_Prompt_
Take the part that opens with the line containing "the white away" and closes with the line containing "[(270, 148)]", and write only those lines out again, substituting "silver helmet" for "white helmet" and leaving everything else unchanged.

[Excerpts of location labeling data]
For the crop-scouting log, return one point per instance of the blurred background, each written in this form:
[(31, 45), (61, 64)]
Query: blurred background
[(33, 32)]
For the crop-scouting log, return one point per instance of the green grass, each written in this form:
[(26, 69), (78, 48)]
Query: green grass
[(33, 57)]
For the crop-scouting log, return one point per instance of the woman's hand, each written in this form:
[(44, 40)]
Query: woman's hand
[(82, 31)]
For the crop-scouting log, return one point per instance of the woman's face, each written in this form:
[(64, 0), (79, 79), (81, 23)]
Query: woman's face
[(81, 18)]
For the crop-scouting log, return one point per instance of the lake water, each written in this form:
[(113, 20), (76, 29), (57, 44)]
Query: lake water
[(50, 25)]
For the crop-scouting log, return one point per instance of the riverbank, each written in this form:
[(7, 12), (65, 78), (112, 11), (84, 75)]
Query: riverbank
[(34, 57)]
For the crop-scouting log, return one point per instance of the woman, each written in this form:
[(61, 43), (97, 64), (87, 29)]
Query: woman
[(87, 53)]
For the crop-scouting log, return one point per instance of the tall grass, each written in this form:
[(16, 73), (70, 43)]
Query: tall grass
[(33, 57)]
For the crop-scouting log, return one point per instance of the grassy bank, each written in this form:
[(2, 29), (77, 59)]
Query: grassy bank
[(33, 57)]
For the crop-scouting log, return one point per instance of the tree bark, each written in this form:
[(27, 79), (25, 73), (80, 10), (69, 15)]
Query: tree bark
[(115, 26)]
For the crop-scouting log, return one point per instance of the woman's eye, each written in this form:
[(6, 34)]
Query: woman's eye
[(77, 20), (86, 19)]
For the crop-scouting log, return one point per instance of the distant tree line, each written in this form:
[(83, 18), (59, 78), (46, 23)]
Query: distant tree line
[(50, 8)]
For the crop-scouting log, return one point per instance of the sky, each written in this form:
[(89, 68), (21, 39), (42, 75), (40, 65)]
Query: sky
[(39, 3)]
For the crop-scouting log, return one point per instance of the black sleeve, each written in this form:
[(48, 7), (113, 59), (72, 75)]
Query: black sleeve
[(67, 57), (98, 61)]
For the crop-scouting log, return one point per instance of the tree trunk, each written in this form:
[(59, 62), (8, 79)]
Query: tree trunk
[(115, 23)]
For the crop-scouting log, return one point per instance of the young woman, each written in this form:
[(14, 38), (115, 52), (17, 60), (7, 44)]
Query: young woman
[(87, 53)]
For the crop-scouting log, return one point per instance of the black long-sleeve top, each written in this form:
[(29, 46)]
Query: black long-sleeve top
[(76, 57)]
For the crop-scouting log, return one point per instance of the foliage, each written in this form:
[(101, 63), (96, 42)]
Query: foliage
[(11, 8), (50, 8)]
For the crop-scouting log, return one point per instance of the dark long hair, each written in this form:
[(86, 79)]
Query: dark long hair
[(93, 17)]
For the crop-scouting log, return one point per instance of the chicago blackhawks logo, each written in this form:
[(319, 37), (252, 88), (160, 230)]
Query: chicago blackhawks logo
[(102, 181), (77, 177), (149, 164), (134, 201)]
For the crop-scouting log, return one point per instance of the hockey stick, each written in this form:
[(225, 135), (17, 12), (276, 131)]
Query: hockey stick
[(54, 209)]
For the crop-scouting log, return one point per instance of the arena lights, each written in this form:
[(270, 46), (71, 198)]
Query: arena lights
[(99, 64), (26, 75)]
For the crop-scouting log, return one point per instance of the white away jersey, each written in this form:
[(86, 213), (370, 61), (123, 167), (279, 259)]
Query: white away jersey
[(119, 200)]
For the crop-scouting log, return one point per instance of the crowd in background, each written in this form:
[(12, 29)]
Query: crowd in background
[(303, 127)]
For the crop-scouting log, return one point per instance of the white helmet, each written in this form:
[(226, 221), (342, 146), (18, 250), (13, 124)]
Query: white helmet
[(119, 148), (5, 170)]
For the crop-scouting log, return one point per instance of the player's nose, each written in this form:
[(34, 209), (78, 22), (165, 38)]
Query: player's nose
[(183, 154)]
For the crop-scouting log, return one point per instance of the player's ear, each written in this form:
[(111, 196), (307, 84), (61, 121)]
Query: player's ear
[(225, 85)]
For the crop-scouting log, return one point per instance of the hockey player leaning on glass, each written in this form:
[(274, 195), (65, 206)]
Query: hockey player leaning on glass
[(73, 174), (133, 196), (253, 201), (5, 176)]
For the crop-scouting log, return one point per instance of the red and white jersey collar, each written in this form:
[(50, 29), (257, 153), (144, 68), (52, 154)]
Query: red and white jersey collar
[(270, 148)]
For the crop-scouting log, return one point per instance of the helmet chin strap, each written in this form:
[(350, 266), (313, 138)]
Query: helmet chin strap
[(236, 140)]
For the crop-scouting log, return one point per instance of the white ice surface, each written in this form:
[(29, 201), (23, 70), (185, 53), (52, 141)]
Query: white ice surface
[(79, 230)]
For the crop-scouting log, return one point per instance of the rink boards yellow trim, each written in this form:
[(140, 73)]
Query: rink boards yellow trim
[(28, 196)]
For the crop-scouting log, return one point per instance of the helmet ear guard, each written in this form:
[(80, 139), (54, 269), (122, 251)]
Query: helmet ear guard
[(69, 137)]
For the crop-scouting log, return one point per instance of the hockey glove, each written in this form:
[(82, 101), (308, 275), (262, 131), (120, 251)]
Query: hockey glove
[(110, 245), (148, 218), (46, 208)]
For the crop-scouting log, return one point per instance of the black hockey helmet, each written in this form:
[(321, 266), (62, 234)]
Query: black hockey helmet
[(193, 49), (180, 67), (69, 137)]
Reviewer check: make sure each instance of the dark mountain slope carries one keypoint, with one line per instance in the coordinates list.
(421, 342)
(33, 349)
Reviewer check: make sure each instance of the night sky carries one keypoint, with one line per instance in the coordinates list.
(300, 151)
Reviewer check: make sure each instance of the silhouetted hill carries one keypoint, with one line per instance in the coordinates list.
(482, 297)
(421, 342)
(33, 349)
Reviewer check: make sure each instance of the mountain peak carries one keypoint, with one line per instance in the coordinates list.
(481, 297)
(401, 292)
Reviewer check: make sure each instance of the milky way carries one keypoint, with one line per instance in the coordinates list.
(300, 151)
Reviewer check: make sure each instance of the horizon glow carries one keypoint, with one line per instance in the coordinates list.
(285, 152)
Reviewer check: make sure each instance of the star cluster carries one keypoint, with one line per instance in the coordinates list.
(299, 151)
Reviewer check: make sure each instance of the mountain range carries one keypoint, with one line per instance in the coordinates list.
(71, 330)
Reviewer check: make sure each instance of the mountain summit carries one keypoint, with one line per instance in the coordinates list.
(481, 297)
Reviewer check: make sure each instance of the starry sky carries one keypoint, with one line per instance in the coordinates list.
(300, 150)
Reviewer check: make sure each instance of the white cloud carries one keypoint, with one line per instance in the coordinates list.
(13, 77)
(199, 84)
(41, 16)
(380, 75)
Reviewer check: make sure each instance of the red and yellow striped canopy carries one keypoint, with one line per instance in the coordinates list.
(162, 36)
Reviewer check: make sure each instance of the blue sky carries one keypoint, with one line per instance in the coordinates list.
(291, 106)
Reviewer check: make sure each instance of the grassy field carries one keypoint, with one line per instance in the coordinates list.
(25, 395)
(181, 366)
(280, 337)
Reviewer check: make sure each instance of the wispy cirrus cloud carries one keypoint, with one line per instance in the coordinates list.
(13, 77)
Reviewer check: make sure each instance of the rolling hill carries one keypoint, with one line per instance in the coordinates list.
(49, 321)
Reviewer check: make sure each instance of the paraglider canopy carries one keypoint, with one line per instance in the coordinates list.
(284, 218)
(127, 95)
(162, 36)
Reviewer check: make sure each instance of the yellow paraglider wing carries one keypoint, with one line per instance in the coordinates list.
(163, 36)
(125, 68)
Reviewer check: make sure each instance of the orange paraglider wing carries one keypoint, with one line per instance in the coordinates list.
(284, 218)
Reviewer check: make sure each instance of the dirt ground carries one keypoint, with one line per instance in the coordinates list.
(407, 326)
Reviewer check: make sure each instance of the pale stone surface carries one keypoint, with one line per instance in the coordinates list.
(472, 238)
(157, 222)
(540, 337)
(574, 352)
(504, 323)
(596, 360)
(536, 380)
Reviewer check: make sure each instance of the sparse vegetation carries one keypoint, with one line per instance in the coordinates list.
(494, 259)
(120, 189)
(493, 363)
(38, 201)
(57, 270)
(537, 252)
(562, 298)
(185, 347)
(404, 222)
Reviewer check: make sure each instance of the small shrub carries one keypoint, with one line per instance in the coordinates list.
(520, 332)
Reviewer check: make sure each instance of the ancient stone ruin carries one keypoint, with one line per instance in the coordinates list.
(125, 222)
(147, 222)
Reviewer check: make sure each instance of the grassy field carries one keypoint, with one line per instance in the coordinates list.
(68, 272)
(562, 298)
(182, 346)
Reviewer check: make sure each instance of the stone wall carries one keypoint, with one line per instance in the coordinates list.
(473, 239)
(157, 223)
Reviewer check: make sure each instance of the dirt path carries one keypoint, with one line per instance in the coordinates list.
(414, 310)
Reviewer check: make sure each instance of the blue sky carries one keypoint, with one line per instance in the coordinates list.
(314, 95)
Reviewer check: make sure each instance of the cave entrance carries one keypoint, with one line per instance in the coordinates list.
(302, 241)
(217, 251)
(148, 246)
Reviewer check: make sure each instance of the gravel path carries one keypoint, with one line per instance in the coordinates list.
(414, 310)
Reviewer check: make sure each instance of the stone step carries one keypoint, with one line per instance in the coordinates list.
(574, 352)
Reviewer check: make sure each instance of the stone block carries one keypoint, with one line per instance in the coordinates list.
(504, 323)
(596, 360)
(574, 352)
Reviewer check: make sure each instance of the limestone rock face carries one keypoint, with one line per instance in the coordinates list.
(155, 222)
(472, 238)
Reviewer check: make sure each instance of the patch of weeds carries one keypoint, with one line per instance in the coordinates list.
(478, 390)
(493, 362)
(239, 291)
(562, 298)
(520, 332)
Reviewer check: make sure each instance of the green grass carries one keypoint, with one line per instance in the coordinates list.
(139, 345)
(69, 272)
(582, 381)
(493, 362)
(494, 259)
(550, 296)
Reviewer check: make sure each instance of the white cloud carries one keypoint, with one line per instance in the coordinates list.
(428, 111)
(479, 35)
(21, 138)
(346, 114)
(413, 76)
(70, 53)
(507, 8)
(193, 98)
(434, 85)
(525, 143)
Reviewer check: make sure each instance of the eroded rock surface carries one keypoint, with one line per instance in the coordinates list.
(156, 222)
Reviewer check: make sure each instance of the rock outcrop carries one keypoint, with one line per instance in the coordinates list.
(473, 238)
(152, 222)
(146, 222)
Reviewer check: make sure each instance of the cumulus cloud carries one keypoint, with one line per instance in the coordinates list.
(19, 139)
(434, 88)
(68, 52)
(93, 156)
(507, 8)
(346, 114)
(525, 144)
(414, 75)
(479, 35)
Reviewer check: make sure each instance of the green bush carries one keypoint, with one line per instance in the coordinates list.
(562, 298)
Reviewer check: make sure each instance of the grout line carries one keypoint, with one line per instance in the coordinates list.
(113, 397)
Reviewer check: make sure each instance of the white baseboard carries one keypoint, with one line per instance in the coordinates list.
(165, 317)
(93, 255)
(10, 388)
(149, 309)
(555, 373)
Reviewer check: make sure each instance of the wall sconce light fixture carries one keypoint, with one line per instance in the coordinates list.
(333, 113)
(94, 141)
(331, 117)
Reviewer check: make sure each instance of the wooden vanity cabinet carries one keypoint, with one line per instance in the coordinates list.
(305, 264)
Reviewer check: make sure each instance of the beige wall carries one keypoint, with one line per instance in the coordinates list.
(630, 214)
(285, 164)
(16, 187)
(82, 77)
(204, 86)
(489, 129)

_Solution_
For the crop-scouting log, return one point per instance of the white away jersey, each written in this form:
[(86, 213), (370, 61), (123, 167), (279, 259)]
Query: white away jersey
[(119, 200)]
For the crop-scouting log, return one point per instance of the crowd in background, each written in this form:
[(12, 29)]
Query: crowd in background
[(303, 127)]
For the crop-scouting log, return one point per instance of the silver helmet, each written in this form:
[(226, 221), (342, 146), (18, 250), (13, 124)]
Query: silver helmet
[(119, 148), (5, 170)]
For the crop-scouting log, return one point per instance of the player's nose, each written in this form:
[(34, 209), (78, 22), (165, 38)]
Query: player's nose
[(183, 154)]
For the crop-scouting log, return one point per instance of the player's ear, each written in this form:
[(111, 196), (307, 84), (61, 121)]
Query: player's ear
[(225, 85)]
For the crop-scouting log, return one point per instance of the hockey player leaning on glass, each written in this form:
[(274, 195), (65, 206)]
Query: hockey player leaning on glass
[(73, 174), (133, 196), (253, 201), (5, 176)]
For the crop-scouting log, return one point per instance of the red and white jersey collar, each written in this form:
[(50, 29), (257, 153), (144, 68), (52, 154)]
Query: red and white jersey collar
[(270, 148)]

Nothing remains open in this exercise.